> [INFORMATION SUPPLIED]:

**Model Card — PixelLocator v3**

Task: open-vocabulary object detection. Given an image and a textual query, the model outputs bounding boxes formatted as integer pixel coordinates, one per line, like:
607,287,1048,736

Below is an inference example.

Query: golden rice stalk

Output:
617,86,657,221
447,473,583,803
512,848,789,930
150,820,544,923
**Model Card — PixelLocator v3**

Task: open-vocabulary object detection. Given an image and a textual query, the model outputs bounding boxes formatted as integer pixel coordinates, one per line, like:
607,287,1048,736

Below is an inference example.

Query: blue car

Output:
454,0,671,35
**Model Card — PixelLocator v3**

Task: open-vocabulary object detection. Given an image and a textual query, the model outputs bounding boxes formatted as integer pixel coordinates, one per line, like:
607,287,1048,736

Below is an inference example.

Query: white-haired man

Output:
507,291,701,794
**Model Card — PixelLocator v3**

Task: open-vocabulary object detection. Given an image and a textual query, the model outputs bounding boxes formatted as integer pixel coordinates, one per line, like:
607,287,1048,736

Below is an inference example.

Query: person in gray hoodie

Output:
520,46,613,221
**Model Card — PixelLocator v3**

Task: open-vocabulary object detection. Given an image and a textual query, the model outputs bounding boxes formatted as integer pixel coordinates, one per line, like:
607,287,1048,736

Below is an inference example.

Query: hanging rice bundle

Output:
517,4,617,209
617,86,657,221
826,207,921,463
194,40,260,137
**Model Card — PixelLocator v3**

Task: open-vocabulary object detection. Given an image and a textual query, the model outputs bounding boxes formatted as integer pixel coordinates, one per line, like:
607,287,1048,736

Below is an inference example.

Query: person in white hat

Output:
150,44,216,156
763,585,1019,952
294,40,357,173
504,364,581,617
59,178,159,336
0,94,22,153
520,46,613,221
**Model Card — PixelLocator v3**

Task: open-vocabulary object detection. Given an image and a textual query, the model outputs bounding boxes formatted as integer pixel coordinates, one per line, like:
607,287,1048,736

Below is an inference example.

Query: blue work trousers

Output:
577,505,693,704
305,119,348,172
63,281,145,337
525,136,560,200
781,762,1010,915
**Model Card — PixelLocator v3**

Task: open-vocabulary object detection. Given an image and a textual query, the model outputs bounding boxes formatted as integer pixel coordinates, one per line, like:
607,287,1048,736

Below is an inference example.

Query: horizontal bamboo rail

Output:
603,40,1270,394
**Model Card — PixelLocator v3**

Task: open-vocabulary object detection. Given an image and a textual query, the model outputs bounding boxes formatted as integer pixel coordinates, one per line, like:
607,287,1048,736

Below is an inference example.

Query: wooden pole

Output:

> [WORK INSTRUCTIONS]: Reproduce every row above word for word, line by line.

> [FINAL RESULT]:
**Model Card — PixelLocator v3**

Task: open-vocabulary object detection. Given an image and a textual query, the model outputs bounding boxes formatted as integer pixel coordinates, one per line, like:
607,287,1048,736

Below is an inference example.

Query: golden rice stalk

Output:
617,86,657,221
447,473,583,803
512,848,789,930
150,820,544,923
**Model Card — PixelLocator v3**

Task: open-vocabulary object detection. Given an image and a textual query, the model outputs bounding boxes formatted as integer pixel coordinates, one per line, like:
607,287,1048,736

Below is an inference example.

Query: blue car

Output:
454,0,671,35
**Model Card — PixelLocator v3**

Task: open-vocabulary object detection. Given an image and a textual query, the model outputs bounding boxes formatted as integer pixel coordinates, one per line, like:
607,287,1048,736

Below is an inference example.

Query: white-haired man

Output:
507,291,701,794
**Model Card — PixelLocator v3**

Task: open-vocabulary object detection. Given an image and a textual query, the model outputs bounding boxes formatted as integer pixel coordinates, one per line, like:
607,287,1048,736

Below is an inference example.

Query: person in gray hoodie

Output:
520,46,613,221
**Model Card — PixelLocator v3**

Task: open-vocabulary object detection. Given an image and a textual query, the model outputs bounding boxes formatted as integer pixel coordinates, one per line, like:
607,287,1048,736

Below is an inference example.

Query: hanging rice bundle

Output:
517,4,617,209
617,86,657,221
826,207,921,463
194,40,260,137
**Model Card — PixelLocator v3**

Task: open-vocabulary object detection. Given an image and a textual query, the model outputs bounding boxes formatted as integer pixel coordinates, one per line, like:
607,287,1048,736

Below is an inference example.

Query: person in white hat

Output:
150,44,216,156
763,585,1019,952
294,40,357,173
504,364,581,617
59,178,159,336
0,94,22,153
520,46,613,221
**Model Card — PixelLocator v3**

Task: open-vocabulary object detection. Given an image and a textual query, the model outputs bounding boxes formatted as integer pixel coordinates, one per line, like:
607,287,1048,736

Below is an inference example.

Query: blue work trousers

Output:
577,505,693,704
305,119,348,172
63,281,145,337
525,136,560,200
781,762,1010,915
**Model Card — PixelLocator v3**

Task: open-vocabulary object detection. Given an image and a textual query, the model outputs bounding boxes formatted as integer pixel coordinates, one per line, like:
607,287,1048,736

Below is an inference example.

Query: horizontal bamboo rail

Output:
603,40,1270,394
**Model Card — PixelLocator v3**

Task: open-vocabulary object detection. Given an image and a textual query, the model outputs bounding boxes formatted as integer pixel coordinates, one per line, like:
607,287,1048,736

Below is an inference example.

Query: wooden pole

Output:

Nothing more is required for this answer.